## [EXERCISE DETAILS]
According to the passage on Georgia's 2018 election below, how many Georgians did Kemp purge from the voter rolls in a single year?

(Beginning of EXTRACT TO READ)

Georgia had started to undergo dramatic demographic shifts as the numbers of immigrants and voters of color swelled. But political change was slow going. The Democratic Party’s strategy largely focused on converting disaffected, mostly white, sometimes Republican voters—until Abrams blew up that model, pushing to expand the party’s base by registering and mobilizing new and unlikely voters, often young and of color, instead.

For Williams, Georgia’s 2018 election—and the way victory was stolen from Abrams—was its own political education. Though a study in contrasts, Williams and Abrams are close allies and friends; they have known each other since Abrams was in the statehouse and Williams was lobbying for Planned Parenthood. Now an elected official herself, Williams is also the deputy director of the National Domestic Workers Alliance and the deputy director for Care in Action, the group’s political arm. (Georgia legislators are only in session three months a year.) Care in Action endorsed Abrams in 2018, sent out hundreds of members to canvass for her, and turned its senior advisers, including renowned activists Alicia Garza and Ai-jen Poo, into some of Abrams’ most powerful surrogates. But Kemp, then secretary of state, used his office (which he refused to vacate even as he ran for governor) to launch a specious investigation against Democrats, purge more than 668,000 Georgians from the voter rolls in a single year, hold up registration for 53,000 mostly African American voters, and close hundreds of polling stations. “Death by a thousand paper cuts,” one of Abrams’ colleagues told Mother Jones at the time. That she came so close only to be robbed simply fueled Williams’ resolve to move the party toward something different. “Our turnout was higher than the 2016 election in 2018—voters did their part,” Williams tells me. “The systems failed them. Now we have to change the systems.”

In November 2018, Care in Action joined Abrams and her new voting rights organization, Fair Fight Action, to file a suit against the Georgia state election board, accusing it of gross mismanagement that “deprived citizens, and particularly citizens of color, of their fundamental right to vote,” in violation of the Constitution and the Voting Rights Act. “I remember in 2018 telling people over and over again, there’s a huge voter suppression apparatus,” says Jess Morales Rocketto, executive director of Care in Action, referring to the state’s oppressive “exact match” ID law. “By 2019, we were mounting significant voter education efforts.”

(End of EXTRACT TO READ)
(Beginning of RECORD EXTRACTS)

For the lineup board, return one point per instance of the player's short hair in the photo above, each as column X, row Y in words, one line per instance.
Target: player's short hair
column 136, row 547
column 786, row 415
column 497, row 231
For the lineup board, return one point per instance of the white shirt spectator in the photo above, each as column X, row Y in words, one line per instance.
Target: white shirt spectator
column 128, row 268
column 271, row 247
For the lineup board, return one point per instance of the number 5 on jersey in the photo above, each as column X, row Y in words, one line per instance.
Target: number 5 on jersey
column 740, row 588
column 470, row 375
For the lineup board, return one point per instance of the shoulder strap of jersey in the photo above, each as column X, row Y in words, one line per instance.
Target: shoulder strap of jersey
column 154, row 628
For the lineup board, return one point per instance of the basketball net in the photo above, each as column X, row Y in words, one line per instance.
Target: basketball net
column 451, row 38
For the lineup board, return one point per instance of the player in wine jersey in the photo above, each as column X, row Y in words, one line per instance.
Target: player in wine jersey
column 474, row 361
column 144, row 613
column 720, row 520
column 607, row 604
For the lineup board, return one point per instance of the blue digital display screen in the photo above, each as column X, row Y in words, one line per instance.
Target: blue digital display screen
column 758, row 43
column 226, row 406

(End of RECORD EXTRACTS)

## [THE COMPLETED TASK]
More than 668,000.